- **DATA EXTRACT**
* * * * *

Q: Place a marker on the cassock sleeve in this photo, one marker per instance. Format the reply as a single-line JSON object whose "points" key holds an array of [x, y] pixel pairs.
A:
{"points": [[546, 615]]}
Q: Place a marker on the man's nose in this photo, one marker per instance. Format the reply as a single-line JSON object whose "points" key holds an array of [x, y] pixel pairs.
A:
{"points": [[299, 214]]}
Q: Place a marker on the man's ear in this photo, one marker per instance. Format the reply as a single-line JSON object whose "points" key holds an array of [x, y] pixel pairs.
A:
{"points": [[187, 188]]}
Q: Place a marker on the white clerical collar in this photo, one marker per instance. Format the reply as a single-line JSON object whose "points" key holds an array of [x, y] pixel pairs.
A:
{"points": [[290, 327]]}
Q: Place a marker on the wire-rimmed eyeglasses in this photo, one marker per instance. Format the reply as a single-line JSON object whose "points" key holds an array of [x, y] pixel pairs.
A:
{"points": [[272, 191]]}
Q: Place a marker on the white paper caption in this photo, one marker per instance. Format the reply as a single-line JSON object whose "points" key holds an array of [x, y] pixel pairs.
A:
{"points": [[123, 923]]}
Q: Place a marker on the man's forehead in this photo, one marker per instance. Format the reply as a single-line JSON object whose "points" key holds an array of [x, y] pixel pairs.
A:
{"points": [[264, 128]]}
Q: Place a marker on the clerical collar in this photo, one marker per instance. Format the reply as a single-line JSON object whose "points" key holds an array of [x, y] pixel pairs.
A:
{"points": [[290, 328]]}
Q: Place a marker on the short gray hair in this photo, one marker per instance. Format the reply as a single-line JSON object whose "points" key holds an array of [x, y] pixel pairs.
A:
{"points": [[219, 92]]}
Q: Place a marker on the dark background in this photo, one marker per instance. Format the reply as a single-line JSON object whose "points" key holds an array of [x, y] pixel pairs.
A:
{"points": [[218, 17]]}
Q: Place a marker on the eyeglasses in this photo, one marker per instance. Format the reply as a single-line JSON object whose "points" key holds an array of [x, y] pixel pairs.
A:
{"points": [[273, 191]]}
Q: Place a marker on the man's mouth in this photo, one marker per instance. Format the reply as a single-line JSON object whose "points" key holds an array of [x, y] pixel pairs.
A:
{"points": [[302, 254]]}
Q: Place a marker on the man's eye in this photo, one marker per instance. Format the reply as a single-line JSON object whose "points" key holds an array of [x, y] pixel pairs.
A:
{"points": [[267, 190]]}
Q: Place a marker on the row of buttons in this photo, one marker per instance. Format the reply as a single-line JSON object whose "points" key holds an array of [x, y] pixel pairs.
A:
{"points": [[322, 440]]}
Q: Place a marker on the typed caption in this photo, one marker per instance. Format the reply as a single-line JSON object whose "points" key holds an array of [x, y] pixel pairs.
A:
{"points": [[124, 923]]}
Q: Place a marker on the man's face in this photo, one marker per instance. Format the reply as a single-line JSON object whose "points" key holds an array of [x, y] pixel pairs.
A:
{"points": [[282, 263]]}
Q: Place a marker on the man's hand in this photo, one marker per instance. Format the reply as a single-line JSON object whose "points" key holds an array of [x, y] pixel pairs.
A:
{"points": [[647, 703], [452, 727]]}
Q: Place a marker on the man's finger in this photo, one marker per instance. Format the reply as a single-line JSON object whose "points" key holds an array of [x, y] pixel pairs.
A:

* * * * *

Reproduce all of the material above with "pixel pairs" replaced by "pixel coordinates" everywhere it appears, keeping everything else unchanged.

Q: Place a marker on the cassock sleeve in this photo, one marker per instance. Format the reply as a single-line JSON object whose "points" key holds an array of [x, y] pixel coordinates.
A:
{"points": [[546, 615]]}
Q: Place a marker on the man's nose in this photo, one marker per instance. Format the reply as a single-line JSON object whose "points" key holds an array of [x, y] pixel coordinates.
A:
{"points": [[299, 214]]}
Q: Place a marker on the man's ear in this photo, one marker per instance. Format the reply as a single-line JSON object whose "points" key holds an array of [x, y] pixel coordinates.
A:
{"points": [[187, 188]]}
Q: Place a marker on the white clerical collar in this photo, one marker per instance. Format the reply as a single-line JSON object whose "points" key holds an array of [x, y] pixel coordinates.
A:
{"points": [[290, 327]]}
Q: Place a marker on the wire-rimmed eyeglasses in this photo, one marker per instance. Format the reply as a single-line JSON object whose "points" key holds an array of [x, y] pixel coordinates.
A:
{"points": [[272, 191]]}
Q: Place a marker on the white paper caption in this photo, one marker per instance. Format the reply as a single-line JSON object whose "points" key holds an array of [x, y] pixel coordinates.
A:
{"points": [[123, 923]]}
Q: Place a marker on the man's forehead in this photo, one marker per instance. Format the reply as a single-line JSON object whose "points" key holds an array of [x, y] pixel coordinates.
A:
{"points": [[264, 128]]}
Q: Place a marker on the clerical collar in this photo, one marker per instance. Format the reply as a single-line JSON object whose "points" key holds an array of [x, y] pixel coordinates.
A:
{"points": [[290, 328]]}
Q: Place a marker on the short gray hair in this photo, one marker per instance. Format the reply as a single-line JSON object whose "points" key holds an array of [x, y] pixel coordinates.
A:
{"points": [[219, 92]]}
Q: Place a marker on the dark background in this photo, one marker per instance. Format the reply as a single-line JSON object whose "points" key holds an array of [x, y] pixel coordinates.
A:
{"points": [[218, 17]]}
Q: Place a marker on the eyeglasses in this photo, one marker per instance. Format the reply as a single-line JSON object whose "points" key holds an array of [x, y] pixel coordinates.
A:
{"points": [[273, 191]]}
Q: Place a marker on the man's mouth in this photo, one marker per instance. Format the reply as a single-line JSON object whose "points" key holds an array of [x, y] pixel coordinates.
A:
{"points": [[302, 254]]}
Q: Place a marker on the man's eye in this photo, one marker per instance. Format the reply as a single-line JSON object whose "points" key holds an array of [x, y] pixel coordinates.
A:
{"points": [[267, 190]]}
Q: Place a marker on the row of buttons in this photo, one marker per instance. Format the reply as a single-line JSON object whose "points" key holds an array of [x, y] pixel coordinates.
A:
{"points": [[322, 440]]}
Q: Place a marker on the typed caption in this photo, one marker per instance. Format the reply as a single-line JSON object whose "points" key holds an array of [x, y] pixel coordinates.
A:
{"points": [[124, 923]]}
Q: Place a marker on the man's face in this photo, one marker per instance. Format the reply as a single-line JSON object whose "points" key holds an array of [x, y] pixel coordinates.
A:
{"points": [[282, 263]]}
Q: Place a marker on the man's hand in this photo, one marker per instance. Format the reply as a single-line JSON object whose "points" key holds an array of [x, y] pixel coordinates.
A:
{"points": [[647, 703], [452, 727]]}
Q: Place a marker on the man's finger in this photo, one marker per instance. Format the reply as a single-line JSON object whose "points" key holds an array of [x, y] pixel coordinates.
A:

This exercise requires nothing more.